Extrait fourni |

* * * * * * * * *

Ils conçoivent donc tous l’idée de l’accroître, et, s’ils sont libres, ils essaient tous de le faire, mais tous n’y réussissent pas de la même manière. La législature n’accorde plus, il est vrai, de priviléges, mais la nature en donne. L’inégalité naturelle étant très-grande, les fortunes deviennent inégales du moment où chacun fait usage de toutes ses facultés pour s’enrichir.

La loi des successions s’oppose encore à ce qu’il se fonde des familles riches, mais elle n’empêche plus qu’il n’y ait des riches. Elle ramène sans cesse les citoyens vers un commun niveau auquel ils échappent sans cesse ; ils deviennent plus inégaux en biens à mesure que leurs lumières sont plus étendues et leur liberté plus grande.

* * * * * * * * *

Listing fourni |
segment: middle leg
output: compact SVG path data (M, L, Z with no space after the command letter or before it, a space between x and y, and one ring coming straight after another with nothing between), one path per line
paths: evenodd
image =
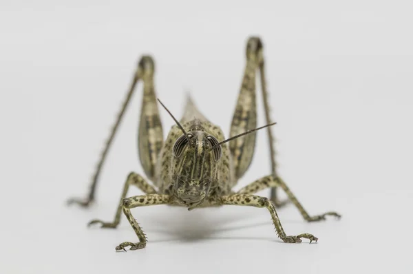
M310 240L310 243L313 241L317 242L318 240L317 237L309 233L302 233L296 236L287 236L281 225L281 222L277 214L274 203L266 197L251 194L234 194L221 197L221 202L223 204L266 207L270 211L278 237L284 242L301 242L301 238Z
M325 213L316 215L315 216L310 216L306 209L304 209L304 207L300 204L298 201L295 196L291 192L288 187L286 185L286 183L279 178L274 178L272 175L263 177L260 179L257 180L256 181L251 182L247 186L242 188L237 192L237 193L240 194L253 194L257 193L262 189L265 189L268 187L281 187L287 194L288 199L293 202L294 205L298 209L301 215L303 218L308 222L315 222L320 221L322 220L326 220L326 215L332 215L337 218L340 218L341 215L333 211L326 212Z
M120 222L120 214L122 213L122 200L123 198L126 197L126 194L127 193L127 191L129 189L129 187L130 185L134 185L137 187L139 189L142 191L146 194L155 194L156 193L156 191L151 185L149 185L140 175L137 174L136 173L131 172L127 176L127 179L126 179L126 182L125 182L125 186L123 187L123 191L122 192L122 197L120 198L120 200L119 201L119 204L118 205L118 209L116 209L116 213L115 213L115 218L114 221L112 222L107 222L101 221L100 220L94 219L92 220L87 224L87 226L90 226L93 224L101 224L103 228L111 228L116 229L116 226Z

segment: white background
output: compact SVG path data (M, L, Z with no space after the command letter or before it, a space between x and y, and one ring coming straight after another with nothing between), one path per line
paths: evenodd
M36 1L0 4L1 273L412 273L413 39L408 1ZM136 209L149 242L112 220L127 174L142 173L141 86L89 210L98 156L139 56L153 54L156 90L176 116L191 91L229 132L247 37L264 43L279 173L312 214L265 209ZM261 96L259 125L263 125ZM162 112L166 134L172 120ZM265 131L237 188L270 171ZM137 190L130 191L136 195ZM260 193L268 195L268 191Z

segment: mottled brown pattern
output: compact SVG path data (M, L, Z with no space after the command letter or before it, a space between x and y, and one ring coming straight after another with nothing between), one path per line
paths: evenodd
M259 38L248 39L246 56L244 78L232 119L230 137L251 131L257 127L255 80L257 72L260 74L266 120L267 124L272 124L265 83L263 46ZM300 242L301 238L307 238L310 242L317 242L318 239L309 233L292 236L286 234L275 210L276 207L282 206L285 202L277 199L275 188L280 187L286 192L288 200L297 207L307 221L324 220L328 215L340 217L335 212L310 216L305 211L277 174L273 136L269 127L267 127L267 134L270 140L271 174L237 192L233 191L233 187L251 165L255 151L255 131L219 145L219 142L226 140L221 128L208 120L189 98L184 113L179 120L182 129L178 123L172 126L164 142L153 85L154 72L152 58L142 56L98 165L87 198L70 201L87 207L94 200L100 168L135 86L141 81L143 82L143 99L138 138L139 156L145 175L154 187L139 174L131 173L125 182L114 221L105 222L94 220L89 223L98 223L101 227L116 228L120 223L123 211L139 242L124 242L116 247L116 251L125 250L127 246L130 246L131 250L146 246L146 235L130 211L138 207L169 204L186 207L188 210L224 204L265 207L271 215L278 236L289 243ZM217 148L219 149L216 150ZM126 198L129 185L137 187L145 195ZM272 189L271 199L253 195L266 188Z

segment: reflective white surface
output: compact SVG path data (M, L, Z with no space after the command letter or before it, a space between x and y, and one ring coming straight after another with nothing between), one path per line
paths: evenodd
M0 273L411 273L411 10L407 1L2 1ZM141 86L97 204L65 200L85 195L139 56L153 54L172 113L191 91L228 134L250 34L264 43L279 173L310 213L342 220L308 224L289 205L278 211L287 234L319 240L286 244L265 209L135 209L147 248L116 253L137 240L123 217L117 230L85 225L112 220L126 176L142 173ZM161 115L166 135L173 121ZM270 171L265 131L257 136L237 188Z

* * * * * * * * *

Exercices à réaliser |
a - D'après l'extrait fourni, à quoi la loi des successions s'oppose-t-elle encore ?
b - Reproduisez le passage de l'extrait fourni compris entre « Ils conçoivent donc » et « facultés pour s’enrichir. », ces deux bornes incluses.
Pour répondre, ne vous appuyez que sur l'extrait fourni.

Réponses attendues |
a - Elle s'oppose encore à ce qu'il se fonde des familles riches.

b -
Ils conçoivent donc tous l’idée de l’accroître, et, s’ils sont libres, ils essaient tous de le faire, mais tous n’y réussissent pas de la même manière. La législature n’accorde plus, il est vrai, de priviléges, mais la nature en donne. L’inégalité naturelle étant très-grande, les fortunes deviennent inégales du moment où chacun fait usage de toutes ses facultés pour s’enrichir.